### [TEXT]

In this installment of Maggie Quale's series on gay parenting, the writer explores the guilt that LGBT people sometimes face when deciding to bring a new life into the world rather than adopt.

Remember the story "The Tell-Tale Heart?" It's an Edgar Allen Poe tale about a guy who murders an old man and buries him beneath his floorboards. Afterwards he imagines he hears the heartbeat growing louder and louder until he eventually goes insane. I can relate. Last month Kim posed a question that I have been agonizing over ever since. She asked, "Is it selfish to bring more children into this world?"

I approached Kim's question as I do all big questions: I obsessed about it. I probed every unfortunate person I knew, researched, wrote, and prayed until my soul ached. After all, we're not talking about buying a plasma TV or taking a Maui vacation. We're talking about potentially creating a new life. Suddenly I found myself revisiting the age-old adoption versus pregnancy debate ad nauseam. When so many children need loving, safe homes, is it selfish to intentionally bring another life into this world?

### [EXERCISE TASK A]
Count the lines in the records that contain the string "small" and give only that number.
The text and the records come from different, unrelated sources.

### [DATA PROVIDED]
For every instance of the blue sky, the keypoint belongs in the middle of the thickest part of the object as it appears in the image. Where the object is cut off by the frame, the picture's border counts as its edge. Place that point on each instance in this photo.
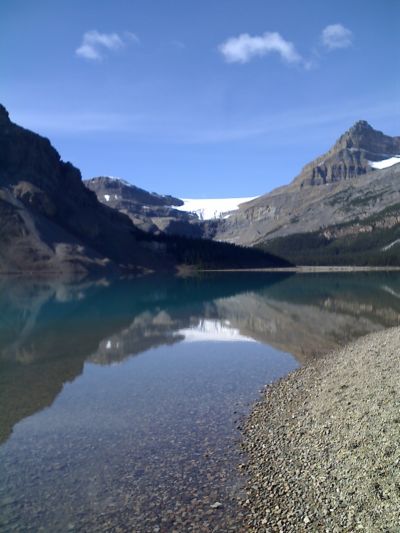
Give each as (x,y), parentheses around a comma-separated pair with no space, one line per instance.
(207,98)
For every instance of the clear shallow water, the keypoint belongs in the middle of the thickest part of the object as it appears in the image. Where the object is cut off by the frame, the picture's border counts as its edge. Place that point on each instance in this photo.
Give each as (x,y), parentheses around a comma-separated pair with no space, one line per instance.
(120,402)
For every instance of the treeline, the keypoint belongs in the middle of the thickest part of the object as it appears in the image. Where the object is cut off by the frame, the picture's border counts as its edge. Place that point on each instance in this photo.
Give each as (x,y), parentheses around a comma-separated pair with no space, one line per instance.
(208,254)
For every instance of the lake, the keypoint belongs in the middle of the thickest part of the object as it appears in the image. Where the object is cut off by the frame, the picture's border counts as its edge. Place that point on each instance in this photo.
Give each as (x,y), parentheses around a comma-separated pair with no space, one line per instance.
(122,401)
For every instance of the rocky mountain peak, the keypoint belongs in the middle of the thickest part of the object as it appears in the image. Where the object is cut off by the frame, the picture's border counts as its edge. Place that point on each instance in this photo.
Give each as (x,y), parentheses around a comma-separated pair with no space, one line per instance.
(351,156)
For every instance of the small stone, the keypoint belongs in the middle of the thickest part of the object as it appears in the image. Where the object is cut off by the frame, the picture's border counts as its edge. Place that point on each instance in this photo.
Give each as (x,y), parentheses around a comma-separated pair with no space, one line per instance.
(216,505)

### [EXERCISE TASK B]
Answer these questions about the parenting text, one per line:
(i) Which story does the writer ask readers to remember at the start?
(ii) Who posed the question the writer has been agonizing over?
(iii) Which two things does the writer say the decision is not comparable to?

### [OUTPUT A]
1

### [OUTPUT B]
(i) "The Tell-Tale Heart"
(ii) Kim
(iii) Buying a plasma TV and taking a Maui vacation